Steve Jobs died on October 5th, shortly after the iPhone 4S was announced. Jobs’ reserved seat sat empty at the event, and as new Apple CEO Tim Cook delivered the keynote he almost certainly knew the time was near. I half-expected that he would demo the new iPhone’s FaceTime app with a call to to Jobs in his sickbed, but that would probably have been a bit crass, with Jobs in no condition to deal with a video call.
Jobs didn’t invent the personal computer, laptop, graphical user interface, portable music player, smartphone, or DVR; but he did bring to all these a distinct mix of discovered design talent and business/operations acumen that transformed average consumer electronics into accessible life-changing devices, defying expectations and thinking so future-forward that sometimes it seemed crazy. From a $666.66 DIY motherboard kit, to touchscreen communications devices made from tiny logic boards strapped to giant batteries, Apple under Jobs managed to take existing ideas, introduce to them a magical sense of aesthetically rewarding utility, and sell them on a Reality Distortion Field-powered cloud of overwhelming cultural desirability. I was not immune.

* [WORK TASK 1]
List every item the passage about Steve Jobs names as something he didn't invent.
* [WORK TASK 2]
Go on with the passage about Steve Jobs, starting after its last sentence.

* [INFORMATION PROVIDED]
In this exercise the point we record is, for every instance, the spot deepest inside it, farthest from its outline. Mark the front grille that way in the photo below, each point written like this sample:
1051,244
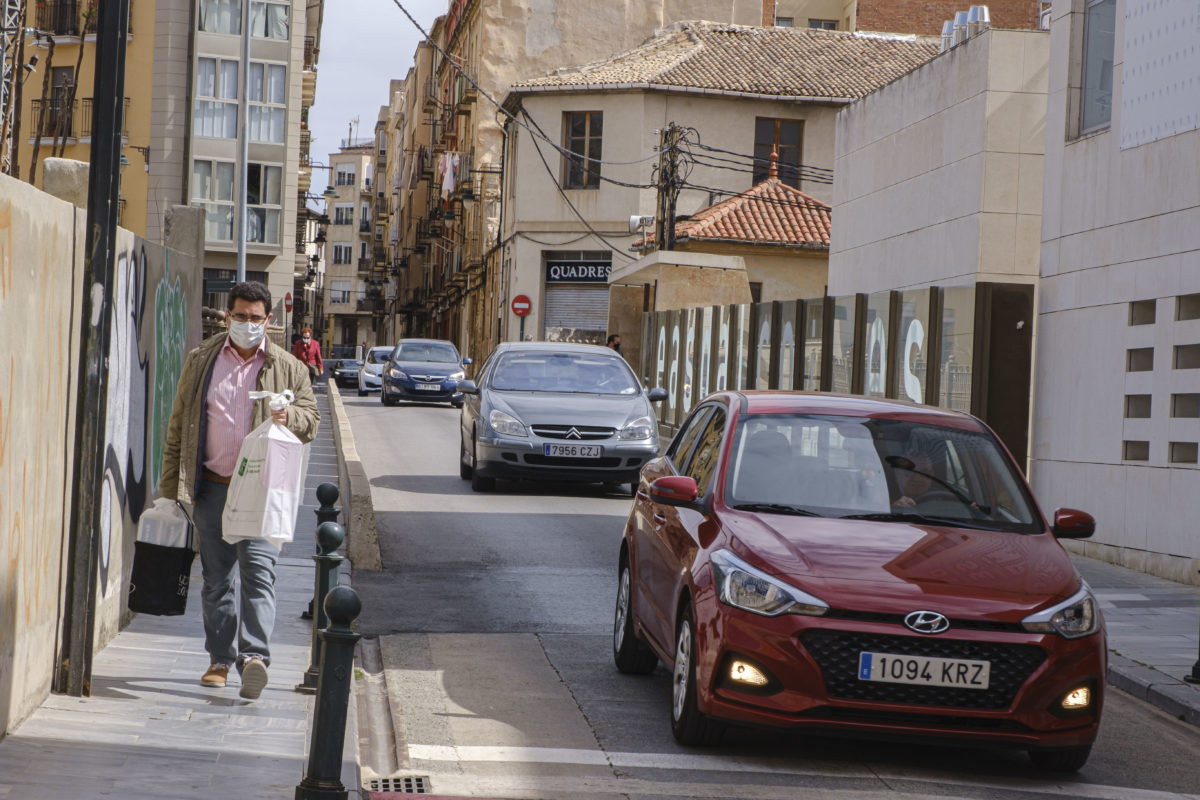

* [YOUR RESPONSE 1]
personal computer
laptop
graphical user interface
portable music player
smartphone
DVR

* [YOUR RESPONSE 2]
Some final notes: His sister’s eulogy, the Apple memorial page, and the naturopathic folly Jobs held to that allowed his cancer to progress past the threshold of survivability.
Steve Jobs’ death was shortly followed by the deaths of Dennis Ritchie and John McCarthy, arguably even greater computer giants for their own seminal contributions. Ritchie created C and helped create UNIX, while McCarthy created Lisp and influenced the development of artificial intelligence. Their deaths made less of a public splash than Steve Jobs’, but their technological legacies deserve as much memorialization and reflection.
There have been analogies to Edison, but I like to rank Jobs and Ritchie and McCarthy more along the lines of Babbage, Lovelace, Morse, Turing, and other past luminaries upon whose shoulders the current computer age stands.